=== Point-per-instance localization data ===
##############################
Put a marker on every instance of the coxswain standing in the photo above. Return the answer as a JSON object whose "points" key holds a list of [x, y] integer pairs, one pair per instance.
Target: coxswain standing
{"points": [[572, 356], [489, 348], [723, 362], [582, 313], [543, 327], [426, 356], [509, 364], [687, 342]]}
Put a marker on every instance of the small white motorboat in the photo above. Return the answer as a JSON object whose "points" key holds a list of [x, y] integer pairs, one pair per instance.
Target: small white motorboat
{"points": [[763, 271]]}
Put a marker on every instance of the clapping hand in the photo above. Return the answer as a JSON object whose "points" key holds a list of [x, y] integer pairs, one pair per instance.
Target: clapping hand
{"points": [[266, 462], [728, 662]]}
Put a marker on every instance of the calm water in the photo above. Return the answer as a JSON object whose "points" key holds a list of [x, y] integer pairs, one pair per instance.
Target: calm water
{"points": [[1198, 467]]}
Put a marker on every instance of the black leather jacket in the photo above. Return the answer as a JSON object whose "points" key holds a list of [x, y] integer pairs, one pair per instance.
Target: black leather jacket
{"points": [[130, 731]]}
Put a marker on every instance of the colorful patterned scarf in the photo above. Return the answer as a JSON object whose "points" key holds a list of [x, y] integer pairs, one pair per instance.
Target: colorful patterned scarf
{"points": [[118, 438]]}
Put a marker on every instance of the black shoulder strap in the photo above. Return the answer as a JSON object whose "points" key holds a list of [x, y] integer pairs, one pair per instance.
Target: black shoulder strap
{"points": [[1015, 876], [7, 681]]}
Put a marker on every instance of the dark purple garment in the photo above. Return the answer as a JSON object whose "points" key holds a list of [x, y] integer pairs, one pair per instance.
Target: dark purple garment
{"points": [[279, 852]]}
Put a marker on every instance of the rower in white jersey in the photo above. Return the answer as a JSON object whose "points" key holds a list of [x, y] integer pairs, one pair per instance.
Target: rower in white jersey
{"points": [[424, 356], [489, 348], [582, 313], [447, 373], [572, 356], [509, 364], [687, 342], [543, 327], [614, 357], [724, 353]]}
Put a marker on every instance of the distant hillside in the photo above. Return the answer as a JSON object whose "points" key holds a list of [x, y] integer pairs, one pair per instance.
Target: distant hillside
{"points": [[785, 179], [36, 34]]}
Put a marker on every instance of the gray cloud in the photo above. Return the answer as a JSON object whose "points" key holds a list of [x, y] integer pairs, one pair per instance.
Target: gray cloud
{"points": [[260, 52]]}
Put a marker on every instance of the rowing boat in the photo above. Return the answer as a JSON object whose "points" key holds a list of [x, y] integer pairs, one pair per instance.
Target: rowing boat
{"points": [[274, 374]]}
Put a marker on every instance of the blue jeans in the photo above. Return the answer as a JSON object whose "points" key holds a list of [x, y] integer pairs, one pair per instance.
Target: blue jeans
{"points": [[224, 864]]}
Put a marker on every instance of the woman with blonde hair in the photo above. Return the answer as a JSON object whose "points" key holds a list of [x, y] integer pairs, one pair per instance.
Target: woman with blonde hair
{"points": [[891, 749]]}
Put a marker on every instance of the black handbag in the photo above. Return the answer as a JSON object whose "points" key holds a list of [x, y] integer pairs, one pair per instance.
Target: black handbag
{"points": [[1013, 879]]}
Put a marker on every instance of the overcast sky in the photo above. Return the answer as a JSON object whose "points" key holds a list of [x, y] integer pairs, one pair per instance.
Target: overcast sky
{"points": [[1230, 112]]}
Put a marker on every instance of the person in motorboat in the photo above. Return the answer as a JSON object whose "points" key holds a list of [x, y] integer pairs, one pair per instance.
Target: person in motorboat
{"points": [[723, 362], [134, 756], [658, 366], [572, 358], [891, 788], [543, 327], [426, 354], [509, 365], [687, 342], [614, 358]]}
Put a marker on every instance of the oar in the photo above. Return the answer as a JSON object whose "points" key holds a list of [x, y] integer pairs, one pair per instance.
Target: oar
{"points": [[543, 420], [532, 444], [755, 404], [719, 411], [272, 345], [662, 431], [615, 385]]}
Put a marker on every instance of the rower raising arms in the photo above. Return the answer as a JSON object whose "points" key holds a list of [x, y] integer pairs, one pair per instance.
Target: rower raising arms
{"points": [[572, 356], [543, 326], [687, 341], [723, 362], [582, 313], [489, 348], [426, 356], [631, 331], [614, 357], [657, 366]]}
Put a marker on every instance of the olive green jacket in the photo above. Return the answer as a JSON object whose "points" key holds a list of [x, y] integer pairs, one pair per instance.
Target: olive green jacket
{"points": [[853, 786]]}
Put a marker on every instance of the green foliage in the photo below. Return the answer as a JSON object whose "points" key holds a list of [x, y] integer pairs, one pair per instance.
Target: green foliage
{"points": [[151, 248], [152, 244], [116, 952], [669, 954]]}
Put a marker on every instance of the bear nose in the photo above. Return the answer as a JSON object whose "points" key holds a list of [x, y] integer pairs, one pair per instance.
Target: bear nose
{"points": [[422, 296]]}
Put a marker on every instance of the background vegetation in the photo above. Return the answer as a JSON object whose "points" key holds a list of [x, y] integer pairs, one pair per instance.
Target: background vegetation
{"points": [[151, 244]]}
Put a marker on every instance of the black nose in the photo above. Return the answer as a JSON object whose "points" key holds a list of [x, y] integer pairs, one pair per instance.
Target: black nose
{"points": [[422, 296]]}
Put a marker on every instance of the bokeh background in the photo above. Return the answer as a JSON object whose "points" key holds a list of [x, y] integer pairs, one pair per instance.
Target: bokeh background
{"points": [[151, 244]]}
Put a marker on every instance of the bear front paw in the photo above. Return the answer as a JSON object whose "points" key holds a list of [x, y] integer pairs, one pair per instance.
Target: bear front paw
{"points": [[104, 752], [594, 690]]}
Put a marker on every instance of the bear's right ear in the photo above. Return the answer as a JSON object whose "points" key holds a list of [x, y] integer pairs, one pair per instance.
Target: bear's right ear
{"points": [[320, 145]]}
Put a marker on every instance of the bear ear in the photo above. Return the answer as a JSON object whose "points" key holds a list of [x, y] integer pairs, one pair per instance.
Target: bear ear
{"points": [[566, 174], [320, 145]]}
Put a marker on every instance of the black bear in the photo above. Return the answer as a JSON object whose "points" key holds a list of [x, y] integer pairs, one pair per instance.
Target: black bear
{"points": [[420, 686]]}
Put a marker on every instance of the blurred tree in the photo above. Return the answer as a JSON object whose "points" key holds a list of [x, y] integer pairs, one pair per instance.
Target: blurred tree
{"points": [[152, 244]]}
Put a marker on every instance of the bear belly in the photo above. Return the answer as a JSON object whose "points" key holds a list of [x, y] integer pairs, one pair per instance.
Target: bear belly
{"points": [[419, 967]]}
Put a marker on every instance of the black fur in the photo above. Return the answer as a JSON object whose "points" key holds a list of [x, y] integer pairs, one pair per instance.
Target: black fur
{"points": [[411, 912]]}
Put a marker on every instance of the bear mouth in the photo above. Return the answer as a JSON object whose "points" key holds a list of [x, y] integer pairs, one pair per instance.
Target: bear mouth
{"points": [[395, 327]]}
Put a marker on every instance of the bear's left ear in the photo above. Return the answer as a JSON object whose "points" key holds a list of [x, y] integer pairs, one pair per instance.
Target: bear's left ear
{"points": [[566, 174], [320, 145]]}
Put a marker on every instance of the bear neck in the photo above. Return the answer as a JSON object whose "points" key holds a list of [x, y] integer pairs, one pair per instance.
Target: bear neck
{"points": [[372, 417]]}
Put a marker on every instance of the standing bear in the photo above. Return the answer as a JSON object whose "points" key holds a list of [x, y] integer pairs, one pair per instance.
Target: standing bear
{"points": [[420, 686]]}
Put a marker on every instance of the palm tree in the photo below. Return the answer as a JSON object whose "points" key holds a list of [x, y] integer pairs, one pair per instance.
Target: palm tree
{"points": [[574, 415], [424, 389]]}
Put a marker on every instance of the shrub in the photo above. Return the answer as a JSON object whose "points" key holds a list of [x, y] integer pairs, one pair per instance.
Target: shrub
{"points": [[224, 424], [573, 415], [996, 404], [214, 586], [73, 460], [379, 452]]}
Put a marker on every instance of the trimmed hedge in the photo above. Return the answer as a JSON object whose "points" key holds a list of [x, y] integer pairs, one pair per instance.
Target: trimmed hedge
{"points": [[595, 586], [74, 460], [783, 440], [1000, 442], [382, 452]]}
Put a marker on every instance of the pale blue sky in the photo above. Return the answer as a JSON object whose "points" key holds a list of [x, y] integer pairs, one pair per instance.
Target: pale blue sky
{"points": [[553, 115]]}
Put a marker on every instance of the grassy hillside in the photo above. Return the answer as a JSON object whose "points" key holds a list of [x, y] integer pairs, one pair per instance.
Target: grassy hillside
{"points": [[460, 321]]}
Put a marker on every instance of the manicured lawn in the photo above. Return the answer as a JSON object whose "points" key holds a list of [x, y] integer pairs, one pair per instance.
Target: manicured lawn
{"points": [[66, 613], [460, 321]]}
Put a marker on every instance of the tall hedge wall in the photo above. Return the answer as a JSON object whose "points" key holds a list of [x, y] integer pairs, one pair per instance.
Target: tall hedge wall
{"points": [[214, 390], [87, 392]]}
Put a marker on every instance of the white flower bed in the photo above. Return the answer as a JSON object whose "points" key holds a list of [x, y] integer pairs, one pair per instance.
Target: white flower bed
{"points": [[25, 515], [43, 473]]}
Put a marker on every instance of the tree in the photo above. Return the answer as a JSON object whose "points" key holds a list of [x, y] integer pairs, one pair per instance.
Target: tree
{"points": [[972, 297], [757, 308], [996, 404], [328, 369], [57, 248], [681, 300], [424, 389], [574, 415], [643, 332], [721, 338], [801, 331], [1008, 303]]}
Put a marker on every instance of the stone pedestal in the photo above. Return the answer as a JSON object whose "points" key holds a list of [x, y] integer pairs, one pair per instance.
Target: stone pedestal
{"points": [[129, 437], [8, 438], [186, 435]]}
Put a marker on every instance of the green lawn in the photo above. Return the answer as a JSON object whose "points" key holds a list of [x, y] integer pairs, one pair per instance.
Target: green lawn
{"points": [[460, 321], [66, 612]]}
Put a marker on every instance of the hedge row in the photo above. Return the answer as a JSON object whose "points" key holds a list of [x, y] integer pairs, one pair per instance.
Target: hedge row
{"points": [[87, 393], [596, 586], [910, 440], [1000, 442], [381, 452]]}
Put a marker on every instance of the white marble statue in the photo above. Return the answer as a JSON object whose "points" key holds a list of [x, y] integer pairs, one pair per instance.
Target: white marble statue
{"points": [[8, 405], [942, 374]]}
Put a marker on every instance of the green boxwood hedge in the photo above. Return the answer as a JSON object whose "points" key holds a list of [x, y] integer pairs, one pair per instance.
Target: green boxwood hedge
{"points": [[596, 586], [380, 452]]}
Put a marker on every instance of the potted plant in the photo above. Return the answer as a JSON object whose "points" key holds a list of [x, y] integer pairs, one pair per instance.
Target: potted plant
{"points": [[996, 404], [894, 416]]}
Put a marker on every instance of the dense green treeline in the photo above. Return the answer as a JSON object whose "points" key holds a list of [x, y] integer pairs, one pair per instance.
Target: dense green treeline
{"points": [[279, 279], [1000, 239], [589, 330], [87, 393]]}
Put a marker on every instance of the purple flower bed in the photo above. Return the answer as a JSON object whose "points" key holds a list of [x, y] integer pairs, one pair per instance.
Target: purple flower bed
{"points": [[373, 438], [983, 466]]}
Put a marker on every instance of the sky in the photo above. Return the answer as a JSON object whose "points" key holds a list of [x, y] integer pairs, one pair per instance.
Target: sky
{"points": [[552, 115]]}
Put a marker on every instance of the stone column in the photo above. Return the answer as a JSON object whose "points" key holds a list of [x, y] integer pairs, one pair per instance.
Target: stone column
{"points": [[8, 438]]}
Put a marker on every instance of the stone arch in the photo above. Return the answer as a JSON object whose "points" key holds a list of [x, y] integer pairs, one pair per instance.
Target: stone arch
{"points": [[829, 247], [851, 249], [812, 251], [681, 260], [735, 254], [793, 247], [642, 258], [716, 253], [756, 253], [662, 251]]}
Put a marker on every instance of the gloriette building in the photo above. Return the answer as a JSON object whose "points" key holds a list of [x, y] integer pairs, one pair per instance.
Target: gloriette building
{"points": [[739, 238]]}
##############################
=== Task requirements ===
Transcribe, exactly and without additions, the lines of the records above, beginning with the line that contains "Target: small white motorboat" and ending with the line that contains "Put a marker on every instance of the black leather", both included.

=== Answer ===
Target: small white motorboat
{"points": [[763, 271]]}
Put a marker on every instance of the clapping hand in the photo above. Return the answer as a JSON object whose "points" key holds a list of [x, y] integer pairs, one pair per instance.
Target: clapping hand
{"points": [[266, 462], [728, 662]]}
Put a marker on every instance of the calm water in the photo above. Return the answer as a JSON object whose "points" key holds a list of [x, y] integer pairs, one pair per instance.
Target: calm water
{"points": [[1198, 467]]}
Put a marker on every instance of the black leather jacket in the photo above. Return the answer as a JSON object whose "points" key holds a list of [x, y] integer pairs, one pair per instance.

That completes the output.